Given text:
════════════════════

The Guardian witnessed this practice on a three-day visit to the company’s Los Angeles headquarters last month, as part of a trip to explore the possibility of an expanded journalistic relationship with Whisper.
Whisper later explained that when it wants to establish the location of users who have disabled their geolocation services, the company uses their IP location.
Whisper does not collect nor store any personally identifiable information (PII) from users and is anonymous. To be clear, Whisper does not collect nor store: name, physical address, phone number, email address, or any other form of PII. The privacy of our users is not violated in any of the circumstances suggested in the Guardian story.
We neither receive nor store geographical coordinates from users who opt out of geolocation services. User IP addresses may allow very coarse location to be determined to the city, state, or country level.
Even for users who opt into geolocation services, the location information that we do store is obscured to within 500 meters of their smartphone device’s actual location.
There is nothing in our geolocation data that can be tied to an individual user and a user’s anonymity is never compromised.
Whisper does not follow or track users. Whisper does not request or store any personally identifiable information from users, therefore there is never a breach of anonymity. From time to time, when a user makes a claim of a newsworthy nature, we review the user’s past activity to help determine veracity.
Again, Whisper does not have any personally identifiable information from users that can be shared.
Whisper does not collect nor store any personal identifiable information from users therefore their privacy and anonymity are always protected.
But Zimmerman, fuming at the accusations, said such backdoors are “technically impossible.”

════════════════════

Work instructions:
A. From the Whisper privacy text, reproduce word for word the part that opens with the words containing "Even for users" and closes with "are always protected.".
B. Answer these questions from the Whisper privacy text:
(i) How long was the Guardian's visit to the company's Los Angeles headquarters?
(ii) What does Whisper use to establish the location of users who have disabled their geolocation services?
(iii) For users who opt into geolocation services, to within how many meters is the stored location obscured?

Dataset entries
════════════════════

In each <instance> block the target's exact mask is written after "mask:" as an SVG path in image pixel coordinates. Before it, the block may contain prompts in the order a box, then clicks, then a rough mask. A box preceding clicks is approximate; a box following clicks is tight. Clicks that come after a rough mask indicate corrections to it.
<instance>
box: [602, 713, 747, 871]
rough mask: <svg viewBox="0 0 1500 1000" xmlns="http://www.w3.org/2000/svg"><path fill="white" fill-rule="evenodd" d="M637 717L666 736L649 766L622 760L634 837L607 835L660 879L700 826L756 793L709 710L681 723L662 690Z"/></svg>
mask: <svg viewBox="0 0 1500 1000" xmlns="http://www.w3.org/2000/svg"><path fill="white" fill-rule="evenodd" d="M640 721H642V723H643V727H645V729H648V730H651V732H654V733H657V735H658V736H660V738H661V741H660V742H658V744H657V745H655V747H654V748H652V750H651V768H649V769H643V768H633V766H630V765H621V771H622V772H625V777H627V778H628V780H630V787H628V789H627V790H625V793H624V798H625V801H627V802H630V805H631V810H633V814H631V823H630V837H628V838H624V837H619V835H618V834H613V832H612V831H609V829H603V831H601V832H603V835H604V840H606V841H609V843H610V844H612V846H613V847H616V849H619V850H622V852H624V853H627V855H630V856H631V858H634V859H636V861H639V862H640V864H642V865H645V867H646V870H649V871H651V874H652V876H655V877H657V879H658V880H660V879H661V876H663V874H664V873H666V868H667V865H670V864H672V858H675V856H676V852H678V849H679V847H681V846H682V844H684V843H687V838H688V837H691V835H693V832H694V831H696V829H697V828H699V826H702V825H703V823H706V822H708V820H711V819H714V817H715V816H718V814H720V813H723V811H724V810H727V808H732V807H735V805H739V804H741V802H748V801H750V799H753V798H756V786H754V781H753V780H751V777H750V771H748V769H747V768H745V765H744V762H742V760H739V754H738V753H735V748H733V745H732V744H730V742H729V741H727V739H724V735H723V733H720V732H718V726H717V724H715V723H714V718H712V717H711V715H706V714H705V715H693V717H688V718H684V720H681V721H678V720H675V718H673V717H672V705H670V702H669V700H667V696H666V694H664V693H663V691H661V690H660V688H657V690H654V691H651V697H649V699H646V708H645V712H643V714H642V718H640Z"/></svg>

════════════════════

Completed exercise:
A.
Even for users who opt into geolocation services, the location information that we do store is obscured to within 500 meters of their smartphone device’s actual location.
There is nothing in our geolocation data that can be tied to an individual user and a user’s anonymity is never compromised.
Whisper does not follow or track users. Whisper does not request or store any personally identifiable information from users, therefore there is never a breach of anonymity. From time to time, when a user makes a claim of a newsworthy nature, we review the user’s past activity to help determine veracity.
Again, Whisper does not have any personally identifiable information from users that can be shared.
Whisper does not collect nor store any personal identifiable information from users therefore their privacy and anonymity are always protected.

B.
(i) Three days.
(ii) Their IP location.
(iii) 500 meters.